SHORT EXERCISE:
Can you output the records below exactly as they are written?

RECORDS PROVIDED:
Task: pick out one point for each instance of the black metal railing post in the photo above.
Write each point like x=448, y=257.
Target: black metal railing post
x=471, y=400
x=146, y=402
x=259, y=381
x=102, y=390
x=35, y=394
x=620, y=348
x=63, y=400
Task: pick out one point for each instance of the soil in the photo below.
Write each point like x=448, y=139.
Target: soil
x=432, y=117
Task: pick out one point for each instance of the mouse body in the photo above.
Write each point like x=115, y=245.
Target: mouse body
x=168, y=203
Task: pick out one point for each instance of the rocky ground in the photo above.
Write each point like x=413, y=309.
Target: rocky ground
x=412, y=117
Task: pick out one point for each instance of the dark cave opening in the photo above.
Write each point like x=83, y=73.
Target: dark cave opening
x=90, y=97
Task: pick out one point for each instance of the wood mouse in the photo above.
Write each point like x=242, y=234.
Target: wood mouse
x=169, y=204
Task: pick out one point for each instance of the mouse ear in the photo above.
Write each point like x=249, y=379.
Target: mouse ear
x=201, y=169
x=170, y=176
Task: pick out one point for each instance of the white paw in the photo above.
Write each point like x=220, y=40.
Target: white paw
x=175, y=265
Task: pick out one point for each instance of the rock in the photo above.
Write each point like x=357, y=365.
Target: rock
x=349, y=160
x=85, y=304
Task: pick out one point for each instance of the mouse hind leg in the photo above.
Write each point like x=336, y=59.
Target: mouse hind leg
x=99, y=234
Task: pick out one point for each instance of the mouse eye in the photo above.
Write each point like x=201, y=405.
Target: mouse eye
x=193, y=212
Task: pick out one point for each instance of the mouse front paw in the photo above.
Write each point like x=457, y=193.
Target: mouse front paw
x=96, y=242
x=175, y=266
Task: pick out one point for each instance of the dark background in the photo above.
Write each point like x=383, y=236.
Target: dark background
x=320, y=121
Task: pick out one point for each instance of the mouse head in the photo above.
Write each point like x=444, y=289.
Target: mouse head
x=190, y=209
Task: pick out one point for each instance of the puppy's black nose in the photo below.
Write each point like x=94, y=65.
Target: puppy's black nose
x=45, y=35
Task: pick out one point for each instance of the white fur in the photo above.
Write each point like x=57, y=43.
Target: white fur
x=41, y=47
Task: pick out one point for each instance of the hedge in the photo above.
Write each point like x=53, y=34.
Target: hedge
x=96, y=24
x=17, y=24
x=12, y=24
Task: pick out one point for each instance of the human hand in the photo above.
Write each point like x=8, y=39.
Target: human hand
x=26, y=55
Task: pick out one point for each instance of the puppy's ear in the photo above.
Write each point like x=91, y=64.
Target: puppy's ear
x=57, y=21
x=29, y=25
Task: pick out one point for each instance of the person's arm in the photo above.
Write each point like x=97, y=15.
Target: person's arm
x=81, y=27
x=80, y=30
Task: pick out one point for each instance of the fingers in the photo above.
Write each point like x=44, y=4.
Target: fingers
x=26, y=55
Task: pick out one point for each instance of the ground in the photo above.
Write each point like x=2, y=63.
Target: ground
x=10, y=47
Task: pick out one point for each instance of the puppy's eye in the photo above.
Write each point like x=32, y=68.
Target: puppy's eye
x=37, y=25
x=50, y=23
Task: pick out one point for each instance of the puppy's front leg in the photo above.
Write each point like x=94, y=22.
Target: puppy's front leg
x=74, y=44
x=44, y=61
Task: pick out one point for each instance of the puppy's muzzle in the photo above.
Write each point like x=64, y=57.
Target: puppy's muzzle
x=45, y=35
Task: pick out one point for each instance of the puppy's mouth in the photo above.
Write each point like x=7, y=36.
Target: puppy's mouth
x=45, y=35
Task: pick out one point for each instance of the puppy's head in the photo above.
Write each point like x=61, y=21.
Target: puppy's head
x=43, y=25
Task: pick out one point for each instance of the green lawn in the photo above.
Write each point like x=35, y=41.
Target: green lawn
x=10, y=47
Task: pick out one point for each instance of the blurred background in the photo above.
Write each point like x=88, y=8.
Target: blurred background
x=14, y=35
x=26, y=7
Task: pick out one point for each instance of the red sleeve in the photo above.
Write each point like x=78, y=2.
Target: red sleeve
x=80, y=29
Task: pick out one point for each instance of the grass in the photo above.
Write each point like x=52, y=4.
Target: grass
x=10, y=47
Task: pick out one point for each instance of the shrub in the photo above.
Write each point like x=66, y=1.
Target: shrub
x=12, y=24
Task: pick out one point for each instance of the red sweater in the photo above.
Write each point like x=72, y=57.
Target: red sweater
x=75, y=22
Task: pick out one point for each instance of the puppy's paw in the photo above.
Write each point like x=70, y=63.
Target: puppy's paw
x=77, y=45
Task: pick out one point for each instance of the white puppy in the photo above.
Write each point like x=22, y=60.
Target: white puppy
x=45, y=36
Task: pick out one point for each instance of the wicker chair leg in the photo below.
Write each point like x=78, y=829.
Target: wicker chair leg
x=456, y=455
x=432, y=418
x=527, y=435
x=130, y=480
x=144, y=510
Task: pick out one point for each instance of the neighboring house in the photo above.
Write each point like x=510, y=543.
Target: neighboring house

EXERCISE SOLUTION:
Task: pick out one point for each instance of the black metal railing post in the photo above.
Write each point like x=448, y=257.
Target: black metal railing post
x=471, y=400
x=146, y=402
x=259, y=381
x=102, y=390
x=35, y=394
x=620, y=348
x=63, y=400
Task: pick out one point for each instance of the soil in the photo below.
Write each point like x=448, y=139.
Target: soil
x=432, y=117
Task: pick out one point for each instance of the mouse body in the photo above.
Write each point like x=115, y=245.
Target: mouse body
x=168, y=203
Task: pick out one point for each instance of the rocky ground in the photo above.
Write each point like x=413, y=309.
Target: rocky ground
x=412, y=117
Task: pick out one point for each instance of the dark cave opening in the photo above.
Write each point like x=83, y=73.
Target: dark cave opening
x=90, y=97
Task: pick out one point for each instance of the wood mouse in the photo above.
Write each point like x=242, y=234.
Target: wood mouse
x=169, y=204
Task: pick out one point for each instance of the mouse ear in the photo above.
Write each point like x=249, y=379.
Target: mouse ear
x=201, y=169
x=170, y=176
Task: pick out one point for each instance of the white paw in the photo above.
Write each point like x=220, y=40.
Target: white paw
x=175, y=265
Task: pick out one point for each instance of the rock in the photo above.
Write each point like x=357, y=365.
Target: rock
x=349, y=160
x=85, y=304
Task: pick out one point for each instance of the mouse hind leg in the photo above.
Write each point like x=336, y=59.
Target: mouse hind leg
x=99, y=234
Task: pick out one point for each instance of the mouse eye in the photo above.
Write each point like x=201, y=405.
Target: mouse eye
x=193, y=212
Task: pick out one point for each instance of the mouse front paw in the photo above.
Write each point like x=457, y=193.
Target: mouse front paw
x=96, y=242
x=175, y=266
Task: pick out one point for each instance of the dark background in the photo above.
Write each point like x=383, y=236.
Target: dark background
x=320, y=121
Task: pick out one point for each instance of the mouse head in the photo above.
Write each point like x=444, y=289.
Target: mouse head
x=190, y=209
Task: pick out one point for each instance of the puppy's black nose in the photo below.
Write each point like x=94, y=65.
Target: puppy's black nose
x=45, y=35
Task: pick out one point for each instance of the white fur in the photo above.
Write each point like x=57, y=43.
Target: white fur
x=41, y=47
Task: pick out one point for each instance of the hedge in the photo above.
Write each point like x=53, y=34.
Target: hedge
x=96, y=24
x=17, y=24
x=12, y=24
Task: pick out one point for each instance of the human hand in the photo above.
Write each point like x=8, y=39.
Target: human hand
x=26, y=55
Task: pick out one point for each instance of the puppy's ear in the photo above.
Write each point like x=91, y=64.
Target: puppy's ear
x=57, y=21
x=29, y=25
Task: pick out one point for each instance of the person's arm in the photo above.
Write each point like x=97, y=15.
Target: person's arm
x=81, y=27
x=80, y=30
Task: pick out one point for each instance of the fingers in the photo above.
Write each point like x=44, y=4.
Target: fingers
x=26, y=55
Task: pick out one point for each instance of the ground in the photo above.
Write each point like x=2, y=63.
Target: ground
x=10, y=47
Task: pick out one point for each instance of the puppy's eye in the photo above.
Write each point like x=32, y=68.
Target: puppy's eye
x=37, y=25
x=50, y=23
Task: pick out one point for each instance of the puppy's front leg in the photo above.
Write each point like x=94, y=22.
Target: puppy's front leg
x=74, y=44
x=44, y=61
Task: pick out one point for each instance of the puppy's muzzle in the photo above.
Write each point like x=64, y=57.
Target: puppy's muzzle
x=45, y=35
Task: pick out one point for each instance of the puppy's mouth in the photo above.
Write each point like x=7, y=36.
Target: puppy's mouth
x=45, y=35
Task: pick out one point for each instance of the puppy's head in the photo above.
Write each point like x=61, y=21.
Target: puppy's head
x=43, y=25
Task: pick out one point for each instance of the green lawn in the photo above.
Write each point like x=35, y=41.
Target: green lawn
x=10, y=47
Task: pick out one point for each instance of the blurred background in the photo above.
Write each point like x=88, y=8.
Target: blurred background
x=14, y=35
x=26, y=7
Task: pick out one point for each instance of the red sleeve in the photo above.
Write each point like x=78, y=2.
Target: red sleeve
x=80, y=29
Task: pick out one point for each instance of the grass in the photo above.
Write each point like x=52, y=4.
Target: grass
x=10, y=47
Task: pick out one point for each instance of the shrub in the photo above.
Write each point like x=66, y=1.
Target: shrub
x=12, y=24
Task: pick out one point for each instance of the red sweater in the photo above.
Write each point like x=72, y=57.
Target: red sweater
x=75, y=22
Task: pick out one point for each instance of the puppy's paw in the photo above.
Write each point like x=70, y=63.
Target: puppy's paw
x=77, y=45
Task: pick out one point for each instance of the white puppy in the photo above.
Write each point like x=22, y=60.
Target: white puppy
x=45, y=36
Task: pick out one point for each instance of the wicker chair leg in the photo below.
Write each point like x=78, y=829.
Target: wicker chair leg
x=456, y=455
x=432, y=418
x=527, y=435
x=130, y=480
x=144, y=510
Task: pick out one point for each instance of the neighboring house in the photo above.
Write each point like x=510, y=543.
Target: neighboring house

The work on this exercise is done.